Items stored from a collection
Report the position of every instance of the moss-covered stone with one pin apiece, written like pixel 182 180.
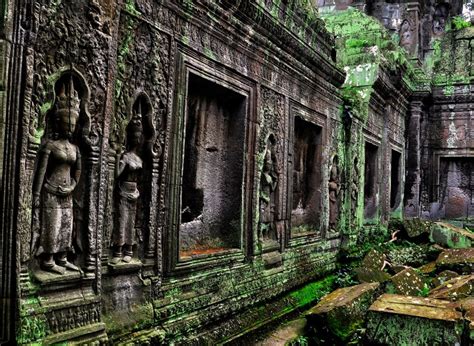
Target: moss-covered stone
pixel 343 311
pixel 450 236
pixel 405 320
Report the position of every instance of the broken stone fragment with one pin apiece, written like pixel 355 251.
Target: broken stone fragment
pixel 454 289
pixel 371 269
pixel 405 320
pixel 408 282
pixel 343 311
pixel 444 276
pixel 450 236
pixel 416 227
pixel 428 268
pixel 466 305
pixel 460 260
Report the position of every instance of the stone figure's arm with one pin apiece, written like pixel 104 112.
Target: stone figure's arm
pixel 78 169
pixel 120 166
pixel 42 164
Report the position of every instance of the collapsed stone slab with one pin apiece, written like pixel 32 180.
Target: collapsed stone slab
pixel 371 269
pixel 341 312
pixel 406 320
pixel 460 260
pixel 454 289
pixel 408 282
pixel 450 236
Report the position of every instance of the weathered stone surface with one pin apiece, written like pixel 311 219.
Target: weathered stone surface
pixel 371 269
pixel 408 282
pixel 428 268
pixel 343 311
pixel 450 236
pixel 444 276
pixel 416 227
pixel 457 259
pixel 404 320
pixel 466 305
pixel 454 289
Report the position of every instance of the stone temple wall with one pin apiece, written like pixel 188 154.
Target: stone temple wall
pixel 157 179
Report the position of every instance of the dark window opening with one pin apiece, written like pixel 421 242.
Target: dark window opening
pixel 370 180
pixel 395 180
pixel 306 178
pixel 211 199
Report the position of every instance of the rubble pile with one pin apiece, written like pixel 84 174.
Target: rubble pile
pixel 415 289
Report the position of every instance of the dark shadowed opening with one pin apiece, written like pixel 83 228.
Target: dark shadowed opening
pixel 395 180
pixel 370 180
pixel 211 209
pixel 306 178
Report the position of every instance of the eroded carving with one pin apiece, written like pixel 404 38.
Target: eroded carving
pixel 128 169
pixel 334 188
pixel 268 189
pixel 56 177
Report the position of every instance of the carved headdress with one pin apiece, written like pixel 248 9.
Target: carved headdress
pixel 68 102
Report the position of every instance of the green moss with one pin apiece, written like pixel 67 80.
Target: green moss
pixel 459 23
pixel 313 291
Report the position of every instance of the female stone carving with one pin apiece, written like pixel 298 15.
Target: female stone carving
pixel 333 195
pixel 57 174
pixel 128 168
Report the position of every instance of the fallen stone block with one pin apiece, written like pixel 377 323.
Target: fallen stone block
pixel 460 260
pixel 405 320
pixel 342 312
pixel 454 289
pixel 428 268
pixel 444 276
pixel 416 227
pixel 408 282
pixel 466 305
pixel 371 270
pixel 450 236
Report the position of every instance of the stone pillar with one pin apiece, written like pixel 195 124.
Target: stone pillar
pixel 413 160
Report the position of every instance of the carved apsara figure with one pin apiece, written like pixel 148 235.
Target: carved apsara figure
pixel 57 174
pixel 355 189
pixel 334 188
pixel 268 189
pixel 128 169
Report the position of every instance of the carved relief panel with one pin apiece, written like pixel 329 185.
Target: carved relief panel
pixel 271 165
pixel 141 94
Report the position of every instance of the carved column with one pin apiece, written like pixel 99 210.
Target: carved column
pixel 413 163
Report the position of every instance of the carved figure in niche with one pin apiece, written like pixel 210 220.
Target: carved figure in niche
pixel 128 169
pixel 268 190
pixel 56 176
pixel 334 188
pixel 406 35
pixel 355 189
pixel 439 19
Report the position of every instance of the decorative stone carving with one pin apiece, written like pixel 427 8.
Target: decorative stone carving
pixel 268 190
pixel 406 35
pixel 57 174
pixel 355 189
pixel 439 19
pixel 334 188
pixel 128 169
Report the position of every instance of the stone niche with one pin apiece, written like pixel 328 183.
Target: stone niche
pixel 212 177
pixel 395 180
pixel 456 186
pixel 370 182
pixel 306 194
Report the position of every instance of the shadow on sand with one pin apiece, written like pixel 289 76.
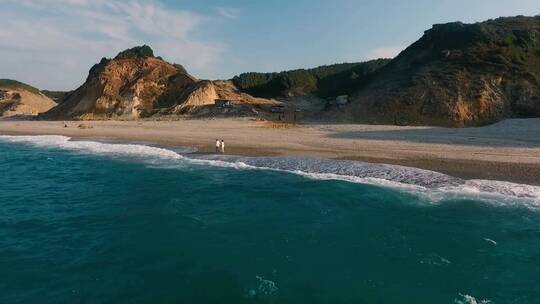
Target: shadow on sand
pixel 522 133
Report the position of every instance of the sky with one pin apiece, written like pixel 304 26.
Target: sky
pixel 52 44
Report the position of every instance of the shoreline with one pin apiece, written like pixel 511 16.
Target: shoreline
pixel 496 155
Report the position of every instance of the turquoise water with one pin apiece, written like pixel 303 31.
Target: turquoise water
pixel 84 222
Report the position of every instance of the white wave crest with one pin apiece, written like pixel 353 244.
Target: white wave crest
pixel 433 185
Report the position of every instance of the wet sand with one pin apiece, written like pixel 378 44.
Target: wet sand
pixel 509 150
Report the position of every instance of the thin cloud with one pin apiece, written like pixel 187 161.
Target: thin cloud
pixel 63 38
pixel 230 13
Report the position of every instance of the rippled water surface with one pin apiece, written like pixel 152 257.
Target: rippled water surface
pixel 85 222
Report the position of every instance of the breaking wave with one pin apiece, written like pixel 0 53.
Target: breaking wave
pixel 436 186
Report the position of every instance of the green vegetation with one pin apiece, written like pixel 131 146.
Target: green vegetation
pixel 10 83
pixel 180 68
pixel 136 52
pixel 323 81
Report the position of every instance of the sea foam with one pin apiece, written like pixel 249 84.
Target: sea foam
pixel 434 185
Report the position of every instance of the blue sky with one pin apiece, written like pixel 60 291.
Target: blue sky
pixel 52 43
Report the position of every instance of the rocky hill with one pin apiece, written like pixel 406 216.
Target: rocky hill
pixel 136 84
pixel 457 75
pixel 20 99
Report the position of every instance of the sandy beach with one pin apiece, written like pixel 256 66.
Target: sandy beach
pixel 509 150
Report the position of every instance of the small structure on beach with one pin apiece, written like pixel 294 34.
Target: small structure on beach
pixel 223 103
pixel 342 100
pixel 289 115
pixel 277 109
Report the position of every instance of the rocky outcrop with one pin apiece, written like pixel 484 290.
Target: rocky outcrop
pixel 136 84
pixel 457 75
pixel 18 99
pixel 132 85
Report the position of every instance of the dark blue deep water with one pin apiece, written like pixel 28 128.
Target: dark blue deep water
pixel 97 225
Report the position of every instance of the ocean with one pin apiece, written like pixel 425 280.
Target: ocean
pixel 112 222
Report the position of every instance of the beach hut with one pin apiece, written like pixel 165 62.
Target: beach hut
pixel 223 103
pixel 342 100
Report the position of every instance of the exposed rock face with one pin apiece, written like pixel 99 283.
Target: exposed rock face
pixel 135 84
pixel 457 75
pixel 19 101
pixel 129 86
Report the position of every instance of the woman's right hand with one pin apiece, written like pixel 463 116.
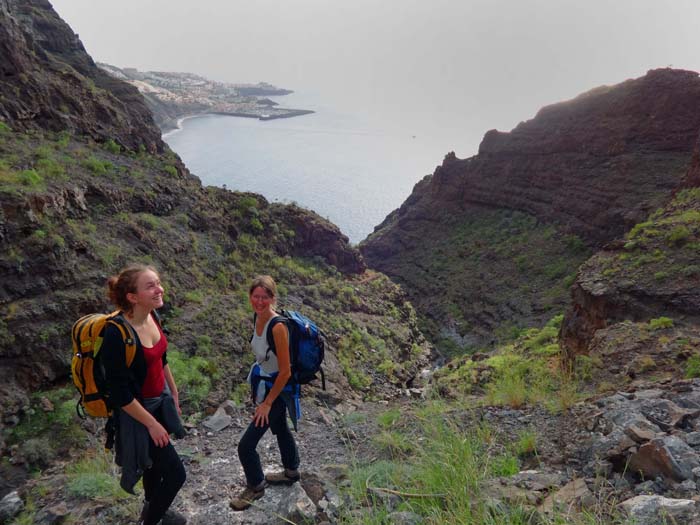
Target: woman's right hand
pixel 158 434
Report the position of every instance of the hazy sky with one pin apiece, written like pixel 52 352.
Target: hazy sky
pixel 453 68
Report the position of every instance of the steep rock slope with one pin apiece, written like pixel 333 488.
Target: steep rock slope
pixel 639 298
pixel 81 196
pixel 582 172
pixel 48 81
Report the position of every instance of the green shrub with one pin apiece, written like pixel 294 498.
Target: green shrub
pixel 111 146
pixel 97 166
pixel 678 236
pixel 256 225
pixel 692 366
pixel 193 376
pixel 527 443
pixel 691 270
pixel 30 178
pixel 194 296
pixel 37 452
pixel 389 418
pixel 95 478
pixel 49 168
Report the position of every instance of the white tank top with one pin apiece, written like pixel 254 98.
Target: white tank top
pixel 266 359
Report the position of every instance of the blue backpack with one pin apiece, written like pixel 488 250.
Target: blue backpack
pixel 306 346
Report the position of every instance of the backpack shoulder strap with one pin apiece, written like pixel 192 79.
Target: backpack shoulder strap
pixel 128 336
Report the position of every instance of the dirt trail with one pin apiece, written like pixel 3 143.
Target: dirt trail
pixel 214 472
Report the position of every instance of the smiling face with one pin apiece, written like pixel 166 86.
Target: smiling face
pixel 261 300
pixel 149 292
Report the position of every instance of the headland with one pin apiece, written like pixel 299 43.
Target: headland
pixel 174 96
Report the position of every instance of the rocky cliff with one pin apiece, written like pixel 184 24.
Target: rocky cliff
pixel 49 82
pixel 578 175
pixel 87 186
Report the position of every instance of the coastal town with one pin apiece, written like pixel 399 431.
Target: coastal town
pixel 172 96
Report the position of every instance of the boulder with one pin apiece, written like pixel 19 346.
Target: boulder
pixel 654 510
pixel 668 457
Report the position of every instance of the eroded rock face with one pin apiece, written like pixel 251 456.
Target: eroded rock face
pixel 313 234
pixel 593 167
pixel 48 81
pixel 651 274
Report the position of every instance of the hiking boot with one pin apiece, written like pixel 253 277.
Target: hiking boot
pixel 285 477
pixel 245 499
pixel 172 517
pixel 144 511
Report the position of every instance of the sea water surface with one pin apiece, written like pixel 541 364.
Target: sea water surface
pixel 348 167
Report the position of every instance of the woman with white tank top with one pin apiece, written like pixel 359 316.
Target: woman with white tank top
pixel 268 377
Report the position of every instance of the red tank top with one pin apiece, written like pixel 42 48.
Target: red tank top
pixel 155 375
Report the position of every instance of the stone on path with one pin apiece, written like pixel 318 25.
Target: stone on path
pixel 295 505
pixel 668 457
pixel 573 494
pixel 219 420
pixel 654 510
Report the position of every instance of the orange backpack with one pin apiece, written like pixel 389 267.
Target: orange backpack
pixel 88 373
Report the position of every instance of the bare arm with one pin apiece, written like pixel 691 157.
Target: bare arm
pixel 280 334
pixel 158 434
pixel 173 387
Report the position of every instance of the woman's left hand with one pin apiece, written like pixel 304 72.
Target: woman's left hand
pixel 262 413
pixel 176 398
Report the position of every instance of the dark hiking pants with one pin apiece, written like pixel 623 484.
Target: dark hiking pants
pixel 162 481
pixel 249 441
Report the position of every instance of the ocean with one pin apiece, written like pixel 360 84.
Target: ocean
pixel 347 166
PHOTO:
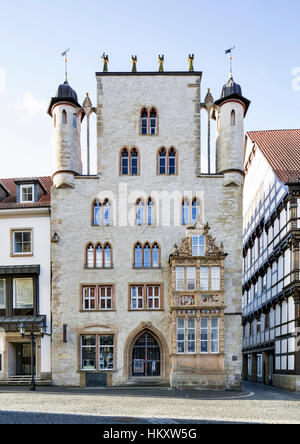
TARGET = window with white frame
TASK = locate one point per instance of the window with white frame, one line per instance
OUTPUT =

TASK OBJECTIVE
Copy word for word the lines above, from the line with "Report the position of every instance of the exposed" up to and including the line with "pixel 129 86".

ANSWER TO THIS EXERCISE
Report the position of every instance of the exposed rock face with one pin apiece, written like pixel 99 283.
Target: exposed rock face
pixel 135 84
pixel 457 75
pixel 19 101
pixel 129 86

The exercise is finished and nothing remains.